**Extract provided**
:::::

Island in Mozambique

Angoche Island is a small island in the district of same name in Mozambique. The island lies at the mouth of the Mluli River; the river enters the sea at the southernmost point of a large bay which contains a number of low, marshy islands. One of these islands was home to the ancient Islamic settlement of Angoche, and the island is thus known as Angoche Island. A coastal island, its main source of income was the illegal shipment of enslaved people, which enriched the aristocratic classes of the Nyapakho clan. It was not taken by the Portuguese until 1913, thanks to the brave resistance of the sultan, particularly Ibrahim Iussuf. His nephew, who was the commander-in-chief of a 30,000 men army took over power and opposed with tenacity the Portuguese until 1890. By then, Farlah, the last sultan, resumed the war against the Portuguese until he was captured in a battle in 1910 and deported to East Timor where he died in prison. The small island is subject to cyclones; Cyclone Huda in particular is remembered, and so permanent habitation has not been possible. Angoche is the largest producer of cashew and shrimps in Mozambique.

== History ==
Angoche was first mentioned by a Portuguese document in 1506. The former British consul, Lyons McLeod, published a brief history of the Angoche sultanate in 1860, followed by a more comprehensive account by Eduardo do Couto Lupi in his 1907 study, Angoche. According to Lupi, the islands of Angoche, Mocambique, and Quelimane were founded by a group of refugees from Kilwa shortly before the arrival of Vasco da Gama in 1498. The two leaders of the refugees, Mussa and Hassani, who settled at Mocambique and Quelimane respectively, found established Muslim communities in each place. Hassani died while on a visit to Mocambique and was buried on Mafamale Island (also off the mouth of the Angoche River). After Mussa visited the grave, he decided that Angoche was a more favourable locality than Queliman and installed Xosa, Hassani's son, as sultan of Angoche. The tomb of Sultan Hassani remained a centre of pilgrimage until at least the 19th century.

Other sources, such as the account of Duarte Barbosa in 1518, confirm that the language and customs of Angoche were the same as those of Mocambique. Duarte de Lemos noted the close trade relationships that still survived in 1508 between Angoche and Mocambique.

:::::

**Dataset excerpts**
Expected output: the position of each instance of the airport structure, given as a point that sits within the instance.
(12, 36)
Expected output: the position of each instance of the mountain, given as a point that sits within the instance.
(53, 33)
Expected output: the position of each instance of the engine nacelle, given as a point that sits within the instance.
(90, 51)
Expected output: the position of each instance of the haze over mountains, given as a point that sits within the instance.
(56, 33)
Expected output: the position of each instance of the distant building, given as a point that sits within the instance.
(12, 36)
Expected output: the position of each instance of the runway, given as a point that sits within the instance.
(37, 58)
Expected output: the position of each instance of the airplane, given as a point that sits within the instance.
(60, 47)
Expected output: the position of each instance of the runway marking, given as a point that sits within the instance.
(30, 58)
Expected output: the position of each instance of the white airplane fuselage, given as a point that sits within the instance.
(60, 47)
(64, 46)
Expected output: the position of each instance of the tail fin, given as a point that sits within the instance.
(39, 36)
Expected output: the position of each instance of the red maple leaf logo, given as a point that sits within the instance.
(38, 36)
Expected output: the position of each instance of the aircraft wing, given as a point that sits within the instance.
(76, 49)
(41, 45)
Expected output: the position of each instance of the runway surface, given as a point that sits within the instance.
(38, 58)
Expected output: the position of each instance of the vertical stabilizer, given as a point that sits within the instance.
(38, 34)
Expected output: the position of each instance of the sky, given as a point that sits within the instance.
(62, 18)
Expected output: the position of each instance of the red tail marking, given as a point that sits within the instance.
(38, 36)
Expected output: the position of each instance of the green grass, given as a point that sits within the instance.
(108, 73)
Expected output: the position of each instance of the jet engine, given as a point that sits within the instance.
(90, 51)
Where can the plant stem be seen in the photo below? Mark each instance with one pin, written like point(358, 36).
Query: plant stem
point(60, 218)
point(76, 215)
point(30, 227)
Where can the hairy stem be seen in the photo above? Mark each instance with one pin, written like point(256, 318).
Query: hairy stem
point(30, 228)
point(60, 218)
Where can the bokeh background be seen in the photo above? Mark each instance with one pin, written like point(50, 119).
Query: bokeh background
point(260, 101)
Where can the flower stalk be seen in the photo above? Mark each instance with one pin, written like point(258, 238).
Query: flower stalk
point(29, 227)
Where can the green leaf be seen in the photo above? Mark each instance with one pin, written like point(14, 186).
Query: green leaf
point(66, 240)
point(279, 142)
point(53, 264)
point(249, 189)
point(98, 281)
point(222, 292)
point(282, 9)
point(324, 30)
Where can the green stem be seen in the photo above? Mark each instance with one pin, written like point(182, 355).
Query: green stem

:::::

**Questions to answer**
- 1) Answer these questions from the Angoche Island text:
(a) In what year did a Portuguese document first mention Angoche?
(b) To where was Farlah deported after his capture?
(c) What two products does Angoche produce more of than anywhere else in Mozambique?
- 2) Rewrite the stretch of the Angoche Island text from "Other sources, such" through "Angoche and Mocambique.", renaming "trade relationships" as "commercial ties".
- 3) Decide whether each statement agrees with the Angoche Island text. Answer yes or no and quote the words that decide it.
(a) Lyons McLeod published his brief history of the Angoche sultanate in 1907.
(b) Hassani was buried on Mafamale Island.
(c) Permanent habitation has been possible on the island.
You won't need the records for any of this work.

**Answers in order**
- 1)
(a) 1506
(b) East Timor
(c) Cashew and shrimps

- 2)
Other sources, such as the account of Duarte Barbosa in 1518, confirm that the language and customs of Angoche were the same as those of Mocambique. Duarte de Lemos noted the close commercial ties that still survived in 1508 between Angoche and Mocambique.

- 3)
(a) No: "published a brief history of the Angoche sultanate in 1860"
(b) Yes: "was buried on Mafamale Island"
(c) No: "so permanent habitation has not been possible"